§ **NUTZUNG DER ANGABEN**:
A - Prüfe für jede der drei Aussagen, ob sie mit dem Interview zu Remimazolam übereinstimmt, und antworte jeweils mit Ja oder Nein sowie den entscheidenden Worten aus dem Interview als wörtlichem Zitat: (i) Bei den fünf Patienten mit erhöhten Plasmaspiegeln kam es zu Nebenwirkungen. (ii) Paion wartet auf eine Entscheidung von Ono im November. (iii) Bei künftigen Studien in der Indikation soll höher dosiert werden.
B - Übersetze diesen Satz aus dem Interview zu Remimazolam ins Englische: „Wir warten die Entscheidung von Ono im November ab, aber aus unserer Sicht wäre die einzige logische Entscheidung die Stellung des Zulassungsantrags.“
C - Führe das Interview zu Remimazolam im Anschluss an seinen letzten Satz weiter.

§ **SEITENAUSZUG**:
----
Söhngen: Bei fünf Patienten, die an einer 2013 gestoppten Studie teilnahmen, waren erhöhte Plasmaspiegel aufgetreten, ohne dass Nebenwirkungen aufkamen. Da es sich um eine Dosisfindungsstudie handelte, hat dies keine klinische Relevanz, da sie beherrschbar sind (Dosisreduktion). Es ist weiterhin geplant, bei zukünftigen Studien in der Indikation deutlich niedriger zu dosieren. Da immer „zum Effekt titiriert“ wird, sollte es in Zukunft ohnehin keine derartigen Phänomene geben.
Paion – Remimazolam: „...einzige logische Entscheidung die Stellung des Zulassungsantrags“
www.4investors.de: In der Adhoc-Meldung vom Freitag kann man zwischen den Zeilen herauslesen, dass sich Ono Pharma auch dazu entscheiden könnte, den Zulassungsantrag für Remimazolam im Bereich Anästhesie gar nicht erst zu stellen. Wie groß ist die Wahrscheinlichkeit, dass es zu keinem Antrag kommt und wie würde Paion in dem Fall weiter verfahren?Söhngen: Wir warten die Entscheidung von Ono im November ab, aber aus unserer Sicht wäre die einzige logische Entscheidung die Stellung des Zulassungsantrags.
----
§ **BEREITGESTELLTE EINTRÄGE**:
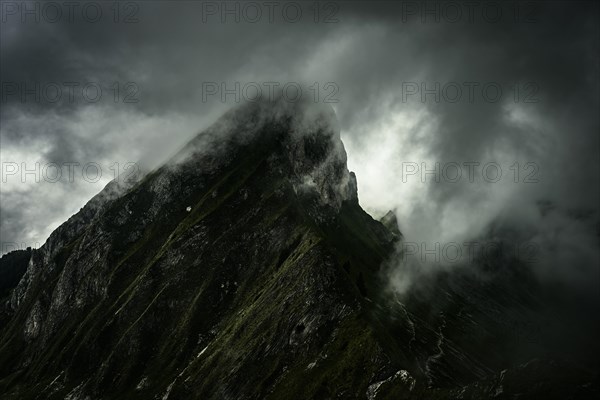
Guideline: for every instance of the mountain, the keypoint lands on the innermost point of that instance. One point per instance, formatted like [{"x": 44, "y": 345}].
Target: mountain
[{"x": 245, "y": 268}]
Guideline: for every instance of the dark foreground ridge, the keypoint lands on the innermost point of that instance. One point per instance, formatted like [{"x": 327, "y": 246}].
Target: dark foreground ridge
[{"x": 245, "y": 268}]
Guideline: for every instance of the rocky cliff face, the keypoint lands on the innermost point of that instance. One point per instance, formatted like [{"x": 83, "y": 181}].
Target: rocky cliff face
[{"x": 242, "y": 269}]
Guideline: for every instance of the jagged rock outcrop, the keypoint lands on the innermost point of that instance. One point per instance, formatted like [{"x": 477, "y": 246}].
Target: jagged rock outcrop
[{"x": 244, "y": 268}]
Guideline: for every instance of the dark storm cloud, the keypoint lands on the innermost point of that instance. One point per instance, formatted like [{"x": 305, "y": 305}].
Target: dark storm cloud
[{"x": 370, "y": 51}]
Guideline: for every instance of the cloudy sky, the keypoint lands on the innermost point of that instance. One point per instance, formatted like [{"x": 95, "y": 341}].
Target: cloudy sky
[{"x": 458, "y": 116}]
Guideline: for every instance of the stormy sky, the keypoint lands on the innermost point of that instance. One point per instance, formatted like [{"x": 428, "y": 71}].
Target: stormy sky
[{"x": 467, "y": 119}]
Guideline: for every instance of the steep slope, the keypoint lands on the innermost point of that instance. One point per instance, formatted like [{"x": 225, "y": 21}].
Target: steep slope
[
  {"x": 241, "y": 269},
  {"x": 245, "y": 268}
]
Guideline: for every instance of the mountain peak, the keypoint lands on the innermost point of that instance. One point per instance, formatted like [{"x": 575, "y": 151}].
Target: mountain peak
[{"x": 300, "y": 139}]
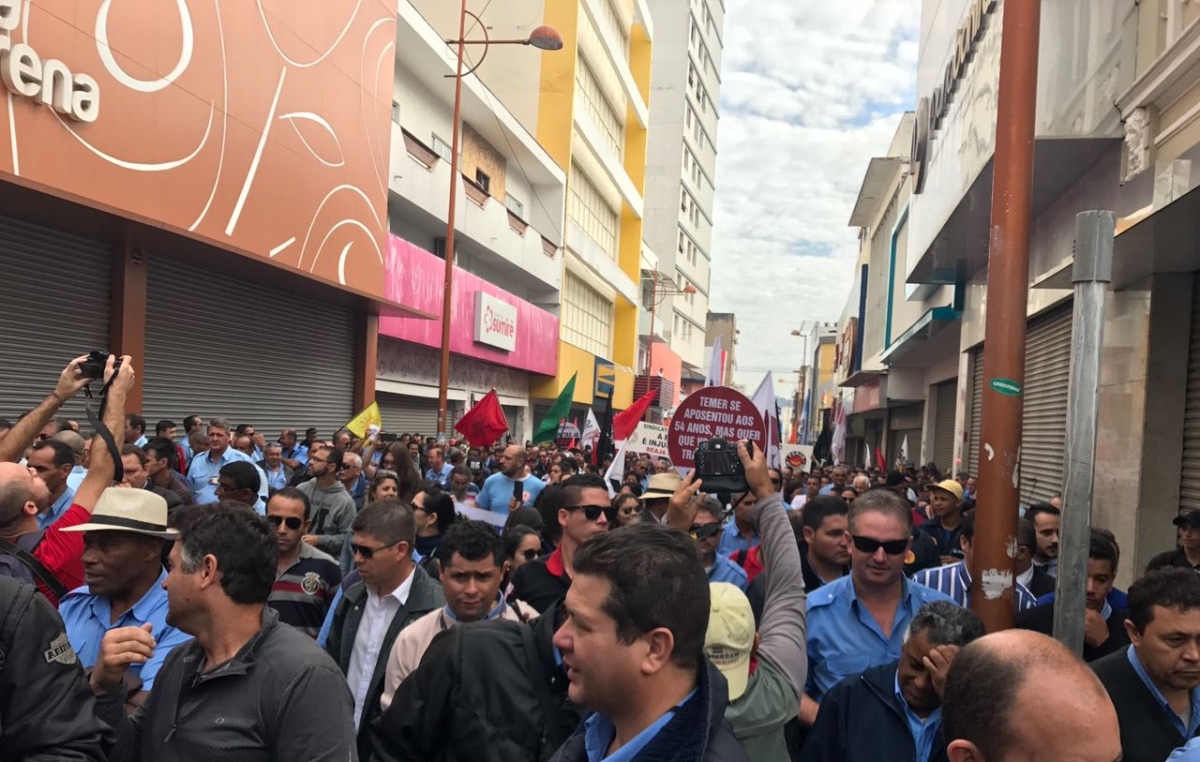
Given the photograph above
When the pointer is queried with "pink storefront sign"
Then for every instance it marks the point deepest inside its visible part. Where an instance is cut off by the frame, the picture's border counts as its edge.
(486, 323)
----
§ **LÖSUNGEN JE AUFGABE**:
A -
(i) Nein – „ohne dass Nebenwirkungen aufkamen“
(ii) Ja – „Wir warten die Entscheidung von Ono im November ab“
(iii) Nein – „bei zukünftigen Studien in der Indikation deutlich niedriger zu dosieren“

B - We are waiting for Ono's decision in November, but from our point of view the only logical decision would be to file the application for approval.

C -
www.4investors.de: In anderen Studien, auch in der abgeschlossenen Anästhesiestudie, wurden diese Besonderheiten nicht beobachtet. Einige Börsianer scheinen dennoch zu befürchten, dass nun das gesamte Projekt Remimazolam zum Scheitern verurteilt ist. Wie sehr gefährden die Auffälligkeiten beim Plasmaspiegel ihre Entwicklungsarbeiten im Bereich Intensivmedizin, aber vor allem auch in anderen Indikationen?
Söhngen: Aus unserer Sicht wird es keinen Einfluss auf die Leitindikationen Kurznarkose und Anästhesie haben, da wie sie richtig beschrieben haben, es in diesen Studie bisher nicht zu Auffälligkeiten gekommen ist. Ebenso sollte durch eine Dosisanpassung für eventuell zukünftige Studien in der Sedierung auf der Intensivstation sich das damals aufgetretene Phänomen nicht wiederholen.
www.4investors.de: Der Einsatz vom Remimazolam für eine einmalige Sedierung unterscheidet sich doch erheblich vom Einsatz auf der Intensivstation. Warum ist Ono dennoch so zurückhaltend, was den Anästhesie-Zulassungsantrag angeht? Agiert ihr japanischer Partner hier zu vorsichtig, oder wo stecken die Risiken und Zusammenhänge zu den anderen Indikationsgebieten?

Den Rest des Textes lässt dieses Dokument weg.